Each line from the one containing "Target: green tree" through the end of the entries below must be output exactly; no other line belongs.

Content starts

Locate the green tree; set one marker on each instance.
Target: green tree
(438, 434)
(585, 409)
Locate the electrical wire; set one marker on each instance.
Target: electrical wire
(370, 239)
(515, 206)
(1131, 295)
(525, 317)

Content ends

EXERCISE SOLUTION:
Target: green tree
(438, 434)
(585, 409)
Locate the electrical wire; set one marker on each instance.
Target: electrical wire
(370, 239)
(515, 206)
(1131, 295)
(525, 317)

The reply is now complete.